**DIRECTIONS FOR THIS TASK**
Pick out every line of the items below that contains the string "ground", treating uppercase and lowercase as different.

**MATERIAL SUPPLIED**
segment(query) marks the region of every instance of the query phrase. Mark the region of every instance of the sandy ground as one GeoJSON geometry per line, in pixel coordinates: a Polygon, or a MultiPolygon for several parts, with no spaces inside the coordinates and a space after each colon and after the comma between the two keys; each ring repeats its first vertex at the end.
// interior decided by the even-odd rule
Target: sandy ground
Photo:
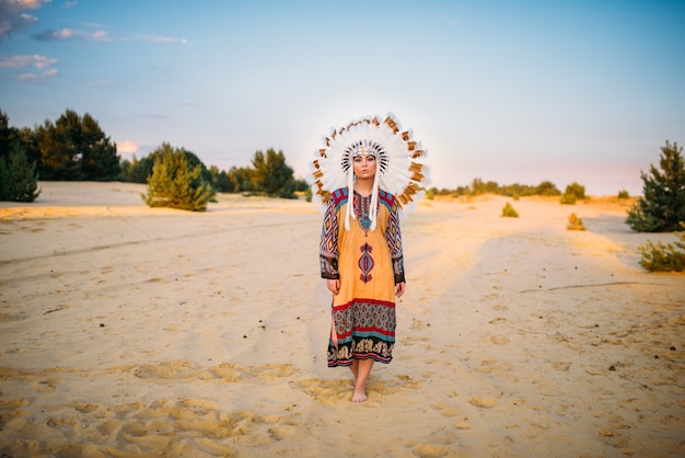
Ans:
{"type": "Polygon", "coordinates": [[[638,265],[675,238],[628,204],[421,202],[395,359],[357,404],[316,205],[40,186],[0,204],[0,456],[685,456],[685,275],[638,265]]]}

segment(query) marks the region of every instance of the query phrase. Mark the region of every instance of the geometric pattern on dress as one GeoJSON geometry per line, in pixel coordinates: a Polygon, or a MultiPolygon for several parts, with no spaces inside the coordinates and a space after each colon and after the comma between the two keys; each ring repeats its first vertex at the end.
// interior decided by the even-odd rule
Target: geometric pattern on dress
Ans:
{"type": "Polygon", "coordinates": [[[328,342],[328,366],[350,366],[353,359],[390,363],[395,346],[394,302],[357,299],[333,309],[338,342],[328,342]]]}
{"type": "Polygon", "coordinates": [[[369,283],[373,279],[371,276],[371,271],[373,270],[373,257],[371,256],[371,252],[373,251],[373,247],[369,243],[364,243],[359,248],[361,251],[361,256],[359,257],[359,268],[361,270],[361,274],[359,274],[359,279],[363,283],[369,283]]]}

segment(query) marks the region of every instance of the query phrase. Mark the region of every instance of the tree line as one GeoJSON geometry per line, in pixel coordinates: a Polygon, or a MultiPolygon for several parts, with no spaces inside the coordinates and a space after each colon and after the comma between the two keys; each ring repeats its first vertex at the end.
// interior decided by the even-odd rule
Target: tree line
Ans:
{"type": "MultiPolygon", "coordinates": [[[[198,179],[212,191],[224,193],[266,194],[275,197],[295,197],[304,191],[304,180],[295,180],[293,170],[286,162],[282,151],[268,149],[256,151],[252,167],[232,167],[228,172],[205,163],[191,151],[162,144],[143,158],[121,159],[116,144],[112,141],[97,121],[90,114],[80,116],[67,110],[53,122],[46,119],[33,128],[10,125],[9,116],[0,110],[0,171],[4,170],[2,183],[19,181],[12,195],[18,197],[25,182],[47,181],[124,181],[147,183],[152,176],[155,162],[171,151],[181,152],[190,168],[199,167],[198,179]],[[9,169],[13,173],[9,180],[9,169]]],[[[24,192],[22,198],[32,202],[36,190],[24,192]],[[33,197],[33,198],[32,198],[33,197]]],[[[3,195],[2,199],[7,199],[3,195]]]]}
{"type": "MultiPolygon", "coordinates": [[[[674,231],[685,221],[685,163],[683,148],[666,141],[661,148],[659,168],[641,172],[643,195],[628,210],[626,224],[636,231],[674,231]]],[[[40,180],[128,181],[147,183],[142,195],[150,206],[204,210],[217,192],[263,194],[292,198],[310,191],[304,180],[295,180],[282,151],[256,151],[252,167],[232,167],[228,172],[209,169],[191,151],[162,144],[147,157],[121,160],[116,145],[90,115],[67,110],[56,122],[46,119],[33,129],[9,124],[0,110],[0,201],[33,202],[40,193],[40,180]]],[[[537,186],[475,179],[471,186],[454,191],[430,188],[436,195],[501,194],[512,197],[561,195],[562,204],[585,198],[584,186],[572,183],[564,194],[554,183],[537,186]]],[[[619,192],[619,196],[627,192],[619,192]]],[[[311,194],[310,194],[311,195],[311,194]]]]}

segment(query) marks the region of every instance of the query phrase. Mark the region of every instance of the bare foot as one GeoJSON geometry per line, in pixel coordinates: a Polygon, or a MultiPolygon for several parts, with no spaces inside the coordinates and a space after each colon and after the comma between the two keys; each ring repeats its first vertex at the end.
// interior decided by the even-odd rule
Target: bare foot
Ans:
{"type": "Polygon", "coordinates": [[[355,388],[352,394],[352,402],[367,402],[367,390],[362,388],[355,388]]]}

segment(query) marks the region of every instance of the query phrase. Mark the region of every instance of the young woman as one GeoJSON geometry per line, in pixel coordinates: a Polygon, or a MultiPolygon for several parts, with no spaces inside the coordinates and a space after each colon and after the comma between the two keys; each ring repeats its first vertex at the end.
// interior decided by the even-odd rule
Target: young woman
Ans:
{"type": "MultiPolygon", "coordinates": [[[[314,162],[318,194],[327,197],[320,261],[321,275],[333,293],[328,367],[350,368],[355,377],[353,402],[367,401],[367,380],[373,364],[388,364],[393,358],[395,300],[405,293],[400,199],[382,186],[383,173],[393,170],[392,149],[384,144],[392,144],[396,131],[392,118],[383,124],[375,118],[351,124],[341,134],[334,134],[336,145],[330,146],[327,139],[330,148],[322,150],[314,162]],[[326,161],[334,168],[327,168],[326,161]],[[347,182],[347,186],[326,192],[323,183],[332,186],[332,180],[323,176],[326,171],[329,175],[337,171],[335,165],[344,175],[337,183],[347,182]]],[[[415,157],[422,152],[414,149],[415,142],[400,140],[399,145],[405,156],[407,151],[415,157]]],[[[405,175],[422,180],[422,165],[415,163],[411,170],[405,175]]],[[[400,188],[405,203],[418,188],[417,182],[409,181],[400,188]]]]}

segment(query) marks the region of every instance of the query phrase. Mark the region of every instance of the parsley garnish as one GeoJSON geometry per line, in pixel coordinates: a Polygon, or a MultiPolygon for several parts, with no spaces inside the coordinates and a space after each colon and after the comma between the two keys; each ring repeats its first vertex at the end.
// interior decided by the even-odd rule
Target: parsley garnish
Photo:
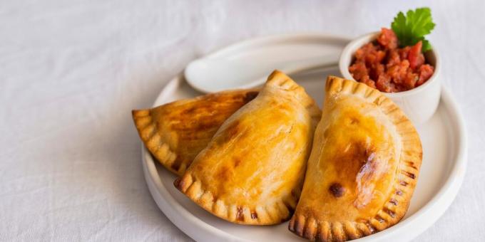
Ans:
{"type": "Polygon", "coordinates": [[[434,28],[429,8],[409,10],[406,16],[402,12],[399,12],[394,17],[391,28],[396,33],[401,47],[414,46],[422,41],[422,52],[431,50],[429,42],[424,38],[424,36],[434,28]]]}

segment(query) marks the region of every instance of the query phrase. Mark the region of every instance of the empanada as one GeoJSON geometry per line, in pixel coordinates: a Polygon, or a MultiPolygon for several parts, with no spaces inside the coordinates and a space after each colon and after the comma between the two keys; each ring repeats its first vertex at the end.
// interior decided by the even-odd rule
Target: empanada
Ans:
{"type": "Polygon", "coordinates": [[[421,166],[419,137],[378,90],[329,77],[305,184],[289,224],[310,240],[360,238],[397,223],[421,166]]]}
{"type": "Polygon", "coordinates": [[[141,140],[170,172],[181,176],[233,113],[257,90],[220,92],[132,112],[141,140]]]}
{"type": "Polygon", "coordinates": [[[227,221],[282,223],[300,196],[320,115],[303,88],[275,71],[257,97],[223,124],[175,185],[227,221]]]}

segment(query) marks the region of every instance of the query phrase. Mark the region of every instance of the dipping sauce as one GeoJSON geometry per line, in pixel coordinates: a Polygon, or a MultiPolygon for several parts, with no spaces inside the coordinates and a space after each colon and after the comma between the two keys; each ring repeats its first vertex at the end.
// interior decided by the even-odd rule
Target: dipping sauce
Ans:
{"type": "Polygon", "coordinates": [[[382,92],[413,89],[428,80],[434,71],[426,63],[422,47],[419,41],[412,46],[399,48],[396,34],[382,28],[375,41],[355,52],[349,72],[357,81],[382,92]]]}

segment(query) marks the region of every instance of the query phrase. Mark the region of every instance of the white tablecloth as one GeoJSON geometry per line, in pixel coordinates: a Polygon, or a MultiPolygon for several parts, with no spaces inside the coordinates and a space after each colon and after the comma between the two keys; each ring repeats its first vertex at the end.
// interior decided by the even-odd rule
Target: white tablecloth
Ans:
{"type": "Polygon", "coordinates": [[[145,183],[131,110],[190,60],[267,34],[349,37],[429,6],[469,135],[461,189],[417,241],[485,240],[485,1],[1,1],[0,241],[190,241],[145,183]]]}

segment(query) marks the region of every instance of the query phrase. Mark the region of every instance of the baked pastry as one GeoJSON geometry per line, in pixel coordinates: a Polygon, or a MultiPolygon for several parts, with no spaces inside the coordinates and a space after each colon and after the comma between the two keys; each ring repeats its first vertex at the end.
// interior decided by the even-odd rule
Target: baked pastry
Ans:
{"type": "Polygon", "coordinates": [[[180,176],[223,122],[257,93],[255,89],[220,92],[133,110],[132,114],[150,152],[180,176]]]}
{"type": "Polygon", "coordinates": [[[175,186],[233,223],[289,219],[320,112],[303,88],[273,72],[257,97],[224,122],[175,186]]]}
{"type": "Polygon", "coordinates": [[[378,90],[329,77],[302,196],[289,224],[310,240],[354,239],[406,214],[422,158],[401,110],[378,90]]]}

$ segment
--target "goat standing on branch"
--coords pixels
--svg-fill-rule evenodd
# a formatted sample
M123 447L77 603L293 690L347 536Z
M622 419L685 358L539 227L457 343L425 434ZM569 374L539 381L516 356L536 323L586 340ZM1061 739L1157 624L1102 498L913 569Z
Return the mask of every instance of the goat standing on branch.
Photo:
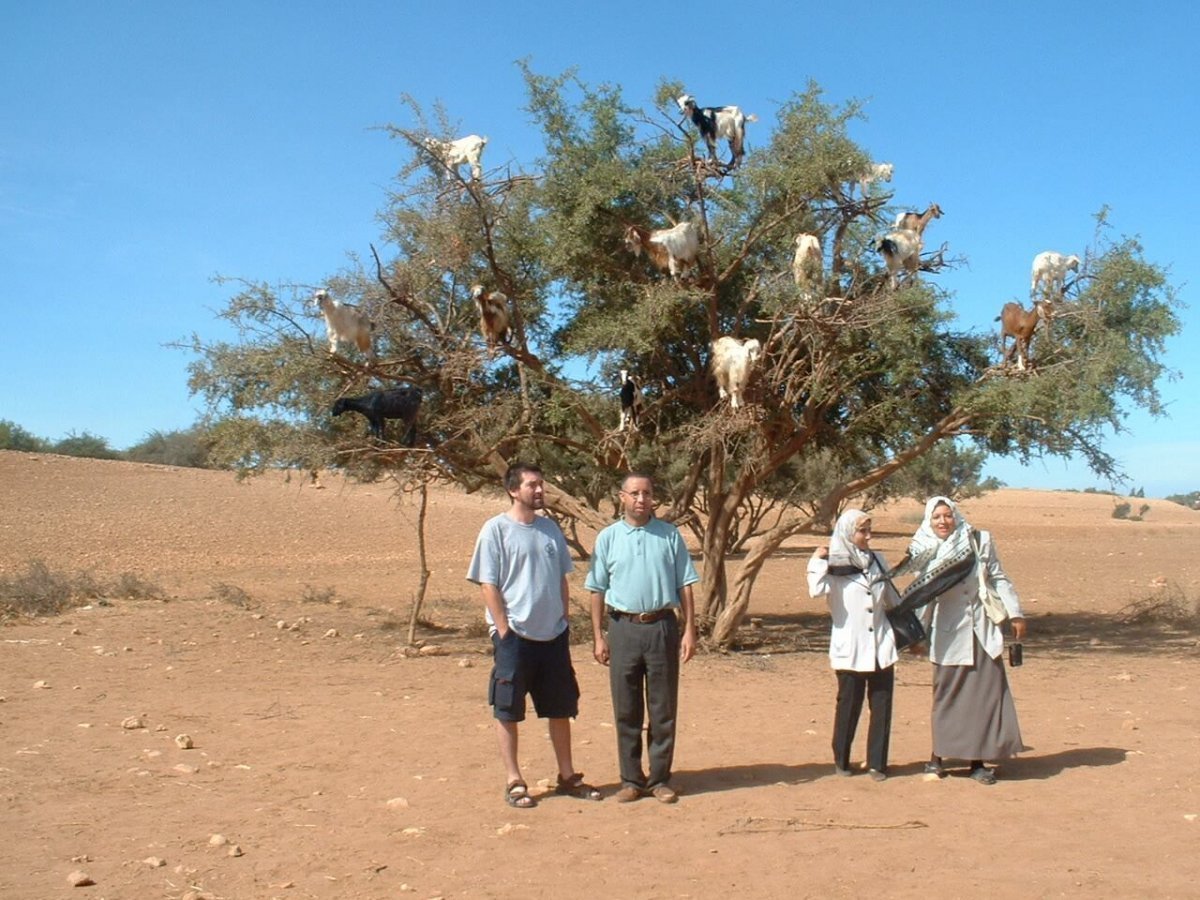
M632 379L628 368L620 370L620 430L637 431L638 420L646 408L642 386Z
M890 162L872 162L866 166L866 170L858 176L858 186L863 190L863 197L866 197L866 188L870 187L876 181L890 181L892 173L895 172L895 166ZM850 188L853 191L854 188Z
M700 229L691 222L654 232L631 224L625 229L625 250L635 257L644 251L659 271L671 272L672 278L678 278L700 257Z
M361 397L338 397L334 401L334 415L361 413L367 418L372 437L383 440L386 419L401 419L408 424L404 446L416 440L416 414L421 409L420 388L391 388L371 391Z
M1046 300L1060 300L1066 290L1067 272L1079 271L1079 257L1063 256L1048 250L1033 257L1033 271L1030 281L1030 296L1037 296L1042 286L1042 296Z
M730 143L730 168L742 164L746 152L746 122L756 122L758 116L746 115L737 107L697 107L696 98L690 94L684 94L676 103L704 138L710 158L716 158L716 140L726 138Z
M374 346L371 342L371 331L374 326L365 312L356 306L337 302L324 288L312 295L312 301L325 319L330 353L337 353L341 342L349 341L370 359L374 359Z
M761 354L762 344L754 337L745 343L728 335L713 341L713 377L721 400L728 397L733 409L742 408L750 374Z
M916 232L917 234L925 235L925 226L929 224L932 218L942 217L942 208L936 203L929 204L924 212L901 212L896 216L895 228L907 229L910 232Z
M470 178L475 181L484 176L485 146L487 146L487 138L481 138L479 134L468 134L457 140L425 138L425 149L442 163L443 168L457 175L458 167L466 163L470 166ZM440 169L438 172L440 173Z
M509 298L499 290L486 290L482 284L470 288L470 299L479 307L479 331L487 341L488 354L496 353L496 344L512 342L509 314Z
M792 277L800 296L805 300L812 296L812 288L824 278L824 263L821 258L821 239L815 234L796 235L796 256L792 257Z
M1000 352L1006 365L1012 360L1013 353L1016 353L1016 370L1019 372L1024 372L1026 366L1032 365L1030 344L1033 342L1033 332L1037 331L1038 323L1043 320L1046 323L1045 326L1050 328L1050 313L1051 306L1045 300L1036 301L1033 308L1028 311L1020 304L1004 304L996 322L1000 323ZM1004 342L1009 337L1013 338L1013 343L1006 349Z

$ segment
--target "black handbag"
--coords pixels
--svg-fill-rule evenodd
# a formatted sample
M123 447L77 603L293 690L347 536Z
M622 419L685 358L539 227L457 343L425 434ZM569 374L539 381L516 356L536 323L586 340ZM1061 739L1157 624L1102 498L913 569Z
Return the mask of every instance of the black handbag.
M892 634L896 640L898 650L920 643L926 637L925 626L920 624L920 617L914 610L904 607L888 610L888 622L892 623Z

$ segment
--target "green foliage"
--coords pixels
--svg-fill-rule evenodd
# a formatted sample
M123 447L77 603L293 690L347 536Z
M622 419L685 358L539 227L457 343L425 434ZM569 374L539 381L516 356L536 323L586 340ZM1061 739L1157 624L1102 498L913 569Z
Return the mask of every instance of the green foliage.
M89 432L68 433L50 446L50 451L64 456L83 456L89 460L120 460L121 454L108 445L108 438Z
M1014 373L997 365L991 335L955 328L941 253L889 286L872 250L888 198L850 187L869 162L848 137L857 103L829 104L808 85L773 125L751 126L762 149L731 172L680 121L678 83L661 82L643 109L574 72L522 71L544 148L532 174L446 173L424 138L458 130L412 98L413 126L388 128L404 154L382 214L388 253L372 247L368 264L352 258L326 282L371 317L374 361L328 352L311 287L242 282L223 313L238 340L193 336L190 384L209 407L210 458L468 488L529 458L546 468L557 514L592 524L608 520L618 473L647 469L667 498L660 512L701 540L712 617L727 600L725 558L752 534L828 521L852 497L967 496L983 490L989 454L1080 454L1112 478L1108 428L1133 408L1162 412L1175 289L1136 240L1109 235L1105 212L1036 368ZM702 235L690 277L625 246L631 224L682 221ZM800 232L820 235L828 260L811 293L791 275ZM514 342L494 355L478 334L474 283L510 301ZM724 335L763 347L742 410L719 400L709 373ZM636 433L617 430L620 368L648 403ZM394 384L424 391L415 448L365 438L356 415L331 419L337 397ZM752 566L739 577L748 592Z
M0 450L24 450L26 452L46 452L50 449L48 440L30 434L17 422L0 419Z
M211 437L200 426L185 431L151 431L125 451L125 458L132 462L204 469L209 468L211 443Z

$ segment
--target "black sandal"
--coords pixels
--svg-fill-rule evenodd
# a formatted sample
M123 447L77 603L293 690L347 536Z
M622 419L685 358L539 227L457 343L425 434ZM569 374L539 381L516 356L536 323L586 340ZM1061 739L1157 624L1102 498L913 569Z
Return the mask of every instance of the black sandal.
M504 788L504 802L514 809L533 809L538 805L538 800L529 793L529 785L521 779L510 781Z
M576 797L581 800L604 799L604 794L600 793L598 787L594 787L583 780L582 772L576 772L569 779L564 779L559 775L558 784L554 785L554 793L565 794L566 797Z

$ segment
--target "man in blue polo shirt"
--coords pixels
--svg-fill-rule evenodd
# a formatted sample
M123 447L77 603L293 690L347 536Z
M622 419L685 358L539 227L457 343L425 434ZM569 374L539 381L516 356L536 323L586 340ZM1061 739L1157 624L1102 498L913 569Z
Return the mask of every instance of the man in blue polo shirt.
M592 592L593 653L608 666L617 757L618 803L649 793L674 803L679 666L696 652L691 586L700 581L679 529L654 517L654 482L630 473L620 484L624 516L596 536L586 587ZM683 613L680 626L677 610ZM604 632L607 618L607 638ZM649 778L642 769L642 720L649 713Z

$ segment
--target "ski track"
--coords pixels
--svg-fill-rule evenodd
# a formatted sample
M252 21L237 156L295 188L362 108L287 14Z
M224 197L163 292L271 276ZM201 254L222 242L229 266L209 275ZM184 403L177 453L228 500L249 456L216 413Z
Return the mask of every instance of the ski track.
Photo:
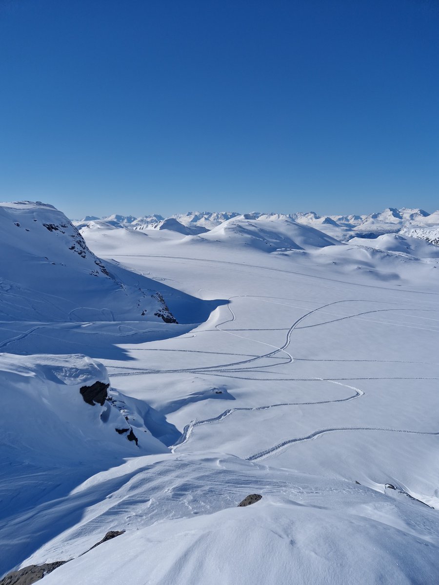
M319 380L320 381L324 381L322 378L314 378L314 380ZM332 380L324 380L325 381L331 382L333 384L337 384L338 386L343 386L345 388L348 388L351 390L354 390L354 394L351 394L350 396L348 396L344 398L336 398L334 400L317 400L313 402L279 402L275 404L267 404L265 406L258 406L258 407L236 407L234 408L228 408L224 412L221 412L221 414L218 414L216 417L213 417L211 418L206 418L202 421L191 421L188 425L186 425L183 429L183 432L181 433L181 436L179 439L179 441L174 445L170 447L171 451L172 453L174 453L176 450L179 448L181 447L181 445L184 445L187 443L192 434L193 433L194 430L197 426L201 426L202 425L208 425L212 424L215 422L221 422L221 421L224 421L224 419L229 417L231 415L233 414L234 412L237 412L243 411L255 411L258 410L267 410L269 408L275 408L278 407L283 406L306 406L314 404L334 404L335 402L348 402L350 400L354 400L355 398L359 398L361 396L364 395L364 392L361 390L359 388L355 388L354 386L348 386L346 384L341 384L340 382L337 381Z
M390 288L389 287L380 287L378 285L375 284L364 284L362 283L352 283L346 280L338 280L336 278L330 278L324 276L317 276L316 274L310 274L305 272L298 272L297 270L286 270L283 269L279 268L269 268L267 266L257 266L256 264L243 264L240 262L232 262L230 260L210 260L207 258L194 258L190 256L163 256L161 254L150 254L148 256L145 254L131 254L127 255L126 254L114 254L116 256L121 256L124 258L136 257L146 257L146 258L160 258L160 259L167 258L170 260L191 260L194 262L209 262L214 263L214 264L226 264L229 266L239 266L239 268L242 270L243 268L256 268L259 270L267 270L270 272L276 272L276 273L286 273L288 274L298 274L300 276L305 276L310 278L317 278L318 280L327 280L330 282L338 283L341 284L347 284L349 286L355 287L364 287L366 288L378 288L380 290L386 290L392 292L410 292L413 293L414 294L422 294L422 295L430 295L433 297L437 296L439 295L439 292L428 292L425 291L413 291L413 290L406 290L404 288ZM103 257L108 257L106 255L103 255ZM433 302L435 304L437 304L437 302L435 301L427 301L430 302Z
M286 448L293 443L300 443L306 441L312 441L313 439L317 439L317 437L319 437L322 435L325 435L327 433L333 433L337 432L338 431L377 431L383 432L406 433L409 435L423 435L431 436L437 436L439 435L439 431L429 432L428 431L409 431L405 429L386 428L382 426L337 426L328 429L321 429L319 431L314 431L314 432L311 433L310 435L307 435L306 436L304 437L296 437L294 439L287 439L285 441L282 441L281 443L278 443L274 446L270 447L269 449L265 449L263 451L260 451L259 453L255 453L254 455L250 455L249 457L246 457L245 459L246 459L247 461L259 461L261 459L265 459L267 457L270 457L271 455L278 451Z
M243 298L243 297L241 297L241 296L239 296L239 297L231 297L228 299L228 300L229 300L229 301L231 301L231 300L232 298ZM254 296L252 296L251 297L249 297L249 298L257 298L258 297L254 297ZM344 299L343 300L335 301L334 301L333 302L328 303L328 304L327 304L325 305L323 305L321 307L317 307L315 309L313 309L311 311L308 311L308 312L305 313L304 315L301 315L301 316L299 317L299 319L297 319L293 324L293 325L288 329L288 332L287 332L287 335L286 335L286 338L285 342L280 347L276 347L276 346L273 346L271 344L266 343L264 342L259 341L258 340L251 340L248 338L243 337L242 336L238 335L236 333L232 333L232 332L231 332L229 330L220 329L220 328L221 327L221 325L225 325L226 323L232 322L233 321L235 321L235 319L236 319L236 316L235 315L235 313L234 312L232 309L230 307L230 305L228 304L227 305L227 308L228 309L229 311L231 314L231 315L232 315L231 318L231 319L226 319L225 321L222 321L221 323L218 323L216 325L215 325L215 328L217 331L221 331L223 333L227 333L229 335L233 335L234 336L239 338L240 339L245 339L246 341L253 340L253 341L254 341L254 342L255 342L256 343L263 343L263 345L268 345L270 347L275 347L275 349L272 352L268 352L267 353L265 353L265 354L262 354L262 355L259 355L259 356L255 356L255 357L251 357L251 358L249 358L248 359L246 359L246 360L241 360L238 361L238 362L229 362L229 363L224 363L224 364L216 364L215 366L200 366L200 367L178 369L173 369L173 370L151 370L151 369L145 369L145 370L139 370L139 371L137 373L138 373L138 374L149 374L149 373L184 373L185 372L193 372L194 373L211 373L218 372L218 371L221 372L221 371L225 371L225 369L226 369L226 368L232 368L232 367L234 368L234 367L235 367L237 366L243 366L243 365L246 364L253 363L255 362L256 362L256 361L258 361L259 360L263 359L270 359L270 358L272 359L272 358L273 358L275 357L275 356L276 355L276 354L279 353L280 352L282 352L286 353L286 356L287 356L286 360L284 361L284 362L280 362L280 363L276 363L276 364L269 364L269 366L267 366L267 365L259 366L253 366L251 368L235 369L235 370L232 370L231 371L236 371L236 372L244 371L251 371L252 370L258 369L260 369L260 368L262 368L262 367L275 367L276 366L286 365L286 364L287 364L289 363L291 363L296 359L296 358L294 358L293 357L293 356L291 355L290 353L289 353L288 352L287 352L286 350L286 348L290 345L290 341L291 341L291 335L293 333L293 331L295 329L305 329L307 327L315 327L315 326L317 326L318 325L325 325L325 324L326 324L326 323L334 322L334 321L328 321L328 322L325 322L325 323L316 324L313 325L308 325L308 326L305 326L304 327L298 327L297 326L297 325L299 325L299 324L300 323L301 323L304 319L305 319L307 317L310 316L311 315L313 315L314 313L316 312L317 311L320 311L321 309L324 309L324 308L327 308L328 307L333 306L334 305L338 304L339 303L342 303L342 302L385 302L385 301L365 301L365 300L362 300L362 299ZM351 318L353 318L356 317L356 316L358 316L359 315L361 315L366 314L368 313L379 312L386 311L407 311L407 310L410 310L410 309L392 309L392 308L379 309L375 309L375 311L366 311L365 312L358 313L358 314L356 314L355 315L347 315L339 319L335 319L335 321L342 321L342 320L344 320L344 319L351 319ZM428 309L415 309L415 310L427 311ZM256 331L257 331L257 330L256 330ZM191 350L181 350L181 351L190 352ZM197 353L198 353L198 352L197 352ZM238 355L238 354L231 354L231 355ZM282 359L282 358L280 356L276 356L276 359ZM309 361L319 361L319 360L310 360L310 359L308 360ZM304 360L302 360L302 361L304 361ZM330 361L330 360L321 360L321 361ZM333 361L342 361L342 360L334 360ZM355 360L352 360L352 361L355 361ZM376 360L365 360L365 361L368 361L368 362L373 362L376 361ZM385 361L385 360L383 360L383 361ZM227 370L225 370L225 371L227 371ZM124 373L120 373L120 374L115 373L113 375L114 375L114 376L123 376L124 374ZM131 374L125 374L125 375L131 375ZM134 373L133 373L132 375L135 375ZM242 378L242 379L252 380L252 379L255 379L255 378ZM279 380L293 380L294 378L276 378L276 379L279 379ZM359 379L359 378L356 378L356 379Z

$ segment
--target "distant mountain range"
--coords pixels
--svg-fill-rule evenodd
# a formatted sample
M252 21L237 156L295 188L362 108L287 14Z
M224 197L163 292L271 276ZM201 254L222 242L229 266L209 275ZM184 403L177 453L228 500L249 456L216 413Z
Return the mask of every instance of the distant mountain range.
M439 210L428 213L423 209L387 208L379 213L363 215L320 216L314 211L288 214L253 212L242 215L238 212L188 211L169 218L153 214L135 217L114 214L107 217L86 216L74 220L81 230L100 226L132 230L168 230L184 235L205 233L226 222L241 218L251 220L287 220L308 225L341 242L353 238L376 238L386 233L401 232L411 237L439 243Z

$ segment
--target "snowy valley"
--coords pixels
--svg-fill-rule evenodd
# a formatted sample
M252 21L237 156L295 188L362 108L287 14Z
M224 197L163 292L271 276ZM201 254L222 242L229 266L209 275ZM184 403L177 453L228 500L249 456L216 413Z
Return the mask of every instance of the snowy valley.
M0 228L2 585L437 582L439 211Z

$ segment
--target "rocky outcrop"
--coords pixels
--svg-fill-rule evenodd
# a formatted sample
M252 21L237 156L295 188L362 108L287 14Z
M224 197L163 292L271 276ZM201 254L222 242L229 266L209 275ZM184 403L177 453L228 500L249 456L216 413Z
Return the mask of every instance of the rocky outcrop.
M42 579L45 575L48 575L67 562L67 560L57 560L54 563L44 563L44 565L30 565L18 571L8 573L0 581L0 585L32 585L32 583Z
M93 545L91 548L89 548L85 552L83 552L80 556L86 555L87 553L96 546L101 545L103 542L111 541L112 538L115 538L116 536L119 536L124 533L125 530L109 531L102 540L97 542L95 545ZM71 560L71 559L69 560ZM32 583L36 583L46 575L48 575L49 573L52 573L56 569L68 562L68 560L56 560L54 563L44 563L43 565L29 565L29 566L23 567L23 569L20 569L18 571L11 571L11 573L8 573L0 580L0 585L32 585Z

**RESULT**
segment(query) marks the region of every instance of the query phrase. Mark the region of every instance of the sandy ground as one GeoJSON geometry per line, in pixel coordinates: a Polygon, or a MultiPolygon for several parts, with no spaces inside the coordinates and a space after each colon and after the comma between the two keys; each ring repeats its first vertex at the end.
Target: sandy ground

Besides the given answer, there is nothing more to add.